Locate every row below that contains the word "rear", and copy each of those rows in full.

----

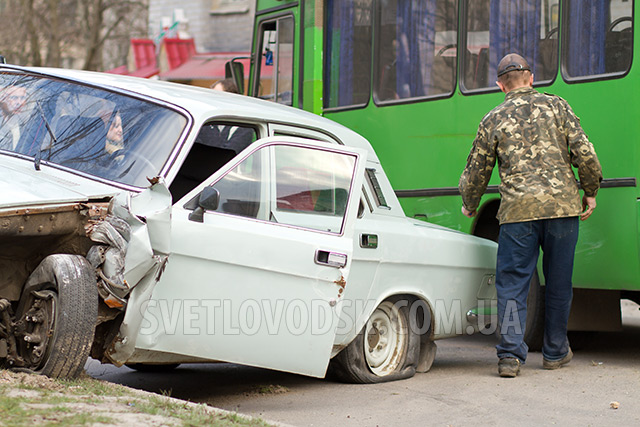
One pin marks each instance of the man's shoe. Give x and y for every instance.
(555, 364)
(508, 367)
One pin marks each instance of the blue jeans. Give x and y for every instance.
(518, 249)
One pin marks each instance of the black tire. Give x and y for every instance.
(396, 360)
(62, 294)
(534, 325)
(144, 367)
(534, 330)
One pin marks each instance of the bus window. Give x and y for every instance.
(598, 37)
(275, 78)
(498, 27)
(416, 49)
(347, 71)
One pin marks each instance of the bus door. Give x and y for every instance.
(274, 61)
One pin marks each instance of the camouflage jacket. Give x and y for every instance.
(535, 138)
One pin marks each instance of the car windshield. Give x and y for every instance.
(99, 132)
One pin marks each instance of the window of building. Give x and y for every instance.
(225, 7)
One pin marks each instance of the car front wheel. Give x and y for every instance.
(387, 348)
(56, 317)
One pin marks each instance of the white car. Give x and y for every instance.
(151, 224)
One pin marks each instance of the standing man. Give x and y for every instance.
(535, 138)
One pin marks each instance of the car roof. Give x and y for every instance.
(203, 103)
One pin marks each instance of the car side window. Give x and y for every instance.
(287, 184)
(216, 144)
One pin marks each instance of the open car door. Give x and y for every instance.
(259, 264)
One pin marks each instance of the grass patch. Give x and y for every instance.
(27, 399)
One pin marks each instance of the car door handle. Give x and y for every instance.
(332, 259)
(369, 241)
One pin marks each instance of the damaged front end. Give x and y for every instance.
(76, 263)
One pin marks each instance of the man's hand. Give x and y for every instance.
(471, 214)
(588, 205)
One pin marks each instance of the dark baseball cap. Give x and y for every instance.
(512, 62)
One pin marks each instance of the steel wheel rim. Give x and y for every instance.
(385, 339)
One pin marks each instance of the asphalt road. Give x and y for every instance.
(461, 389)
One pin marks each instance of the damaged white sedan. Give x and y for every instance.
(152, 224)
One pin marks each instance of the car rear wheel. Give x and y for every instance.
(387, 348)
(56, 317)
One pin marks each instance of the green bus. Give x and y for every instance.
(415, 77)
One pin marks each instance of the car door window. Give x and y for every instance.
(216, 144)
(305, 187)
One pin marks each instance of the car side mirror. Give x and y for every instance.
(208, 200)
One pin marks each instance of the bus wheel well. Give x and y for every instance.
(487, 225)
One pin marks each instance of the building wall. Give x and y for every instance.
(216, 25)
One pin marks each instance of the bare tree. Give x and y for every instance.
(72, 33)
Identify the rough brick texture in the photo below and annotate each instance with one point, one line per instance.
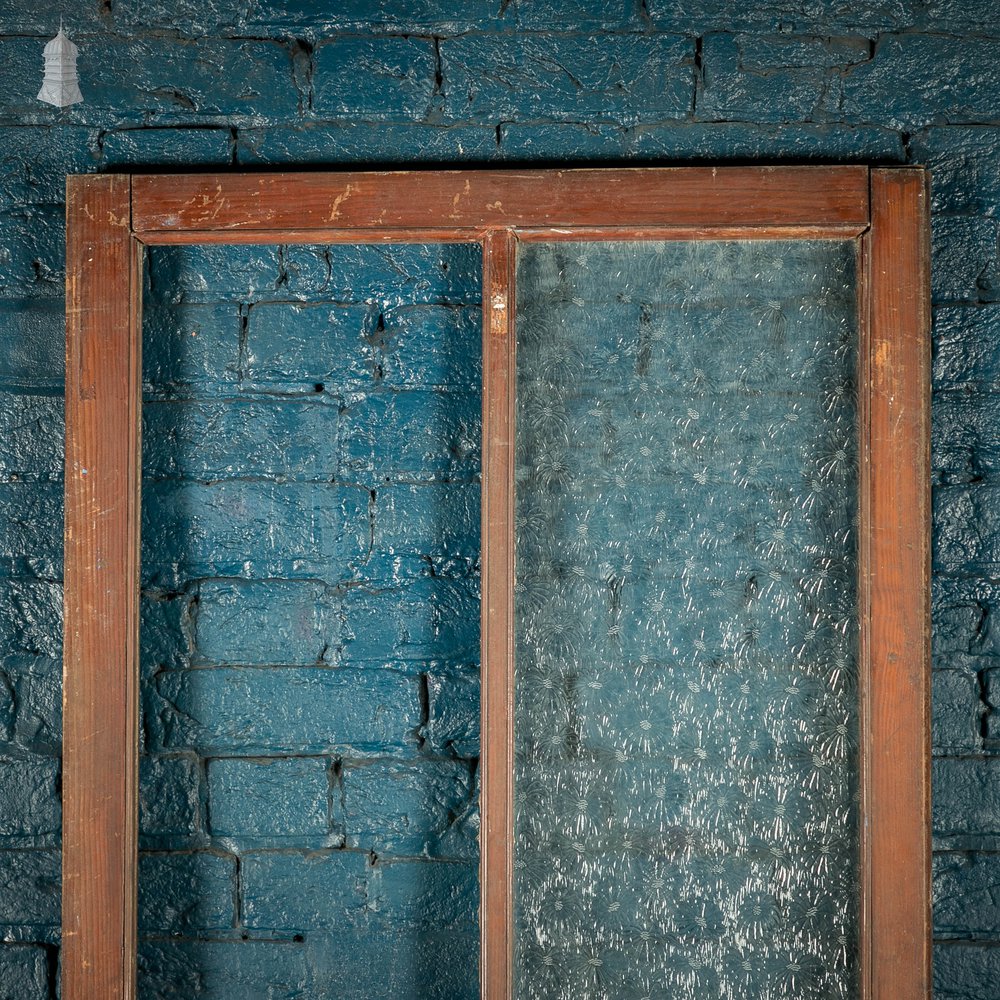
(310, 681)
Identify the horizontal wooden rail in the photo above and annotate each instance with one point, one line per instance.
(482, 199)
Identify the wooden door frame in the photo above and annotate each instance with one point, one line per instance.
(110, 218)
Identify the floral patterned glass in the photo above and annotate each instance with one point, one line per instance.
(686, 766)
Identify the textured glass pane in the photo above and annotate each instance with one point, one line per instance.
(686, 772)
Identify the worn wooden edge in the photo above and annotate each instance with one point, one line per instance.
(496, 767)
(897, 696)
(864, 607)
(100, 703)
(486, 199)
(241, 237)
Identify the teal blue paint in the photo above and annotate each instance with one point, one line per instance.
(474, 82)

----

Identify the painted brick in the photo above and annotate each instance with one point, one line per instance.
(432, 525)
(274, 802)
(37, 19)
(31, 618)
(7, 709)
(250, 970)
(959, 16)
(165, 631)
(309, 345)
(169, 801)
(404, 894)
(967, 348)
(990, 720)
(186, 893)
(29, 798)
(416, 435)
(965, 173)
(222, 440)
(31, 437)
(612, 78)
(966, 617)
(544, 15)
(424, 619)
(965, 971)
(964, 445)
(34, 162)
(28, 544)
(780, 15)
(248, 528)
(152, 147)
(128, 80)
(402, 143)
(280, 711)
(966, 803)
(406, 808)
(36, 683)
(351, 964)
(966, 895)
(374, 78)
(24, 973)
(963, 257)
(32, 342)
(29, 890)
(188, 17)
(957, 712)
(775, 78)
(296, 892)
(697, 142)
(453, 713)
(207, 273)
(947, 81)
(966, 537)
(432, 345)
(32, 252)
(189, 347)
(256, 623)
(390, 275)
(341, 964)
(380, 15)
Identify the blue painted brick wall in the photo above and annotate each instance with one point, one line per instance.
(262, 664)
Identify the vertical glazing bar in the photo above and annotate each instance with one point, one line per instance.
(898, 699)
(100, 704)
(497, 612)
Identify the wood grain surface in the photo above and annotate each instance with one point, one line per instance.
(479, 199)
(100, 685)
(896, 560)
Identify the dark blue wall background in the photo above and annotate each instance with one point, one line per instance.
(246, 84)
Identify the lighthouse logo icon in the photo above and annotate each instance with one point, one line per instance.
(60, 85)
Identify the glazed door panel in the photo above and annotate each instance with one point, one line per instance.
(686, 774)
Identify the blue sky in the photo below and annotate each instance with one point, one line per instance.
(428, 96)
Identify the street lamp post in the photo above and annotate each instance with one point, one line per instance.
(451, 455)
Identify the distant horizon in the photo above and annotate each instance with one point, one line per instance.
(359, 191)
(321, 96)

----

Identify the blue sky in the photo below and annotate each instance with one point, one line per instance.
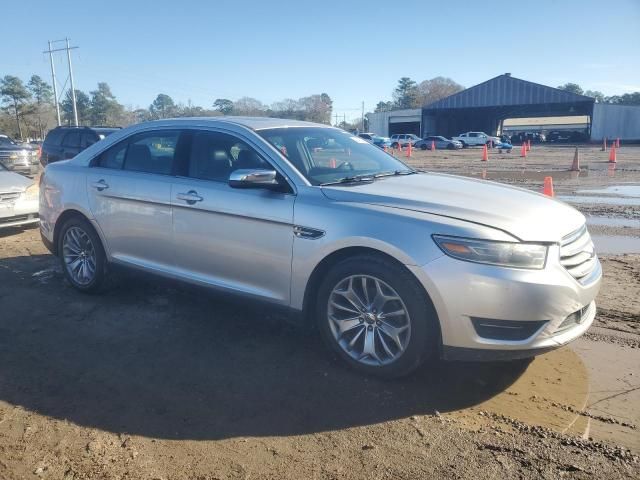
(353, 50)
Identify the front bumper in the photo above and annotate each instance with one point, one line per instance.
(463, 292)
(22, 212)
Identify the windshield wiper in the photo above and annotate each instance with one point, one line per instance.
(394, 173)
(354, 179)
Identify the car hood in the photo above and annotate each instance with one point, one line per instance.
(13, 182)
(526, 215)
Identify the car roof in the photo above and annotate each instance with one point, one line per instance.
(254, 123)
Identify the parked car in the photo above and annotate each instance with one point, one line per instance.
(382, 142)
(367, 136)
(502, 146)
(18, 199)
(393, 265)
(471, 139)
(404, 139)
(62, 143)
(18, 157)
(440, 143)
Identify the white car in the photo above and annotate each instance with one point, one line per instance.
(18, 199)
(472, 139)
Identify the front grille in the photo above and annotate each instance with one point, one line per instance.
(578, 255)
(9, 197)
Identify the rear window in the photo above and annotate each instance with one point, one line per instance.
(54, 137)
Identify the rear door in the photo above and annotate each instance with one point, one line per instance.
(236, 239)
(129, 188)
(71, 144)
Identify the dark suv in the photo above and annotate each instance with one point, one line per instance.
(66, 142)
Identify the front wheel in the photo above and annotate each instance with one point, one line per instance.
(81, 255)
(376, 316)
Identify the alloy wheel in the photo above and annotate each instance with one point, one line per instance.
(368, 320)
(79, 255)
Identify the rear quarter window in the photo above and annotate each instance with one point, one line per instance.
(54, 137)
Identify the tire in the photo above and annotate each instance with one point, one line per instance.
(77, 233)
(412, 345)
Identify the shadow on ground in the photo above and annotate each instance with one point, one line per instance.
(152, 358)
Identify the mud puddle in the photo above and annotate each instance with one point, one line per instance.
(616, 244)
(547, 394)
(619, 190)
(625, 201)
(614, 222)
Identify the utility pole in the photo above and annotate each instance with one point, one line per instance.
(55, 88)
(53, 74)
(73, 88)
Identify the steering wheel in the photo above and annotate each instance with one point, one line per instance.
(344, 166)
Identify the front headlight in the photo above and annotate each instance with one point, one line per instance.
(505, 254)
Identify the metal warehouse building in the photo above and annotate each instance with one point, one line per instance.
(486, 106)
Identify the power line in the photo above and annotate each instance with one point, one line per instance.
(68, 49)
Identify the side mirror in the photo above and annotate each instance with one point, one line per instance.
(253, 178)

----

* RESULT OF THIS TASK
One pin marks each instance of the car rear wheel. Give x and y for every instance.
Identify the rear window in the photo above and annotate each instance with one point, one line per instance.
Identify the rear door in the photo above and annotate each instance with one point, one line per instance.
Identify the rear quarter window in the photo above and annotate each instance with one point, one line per instance.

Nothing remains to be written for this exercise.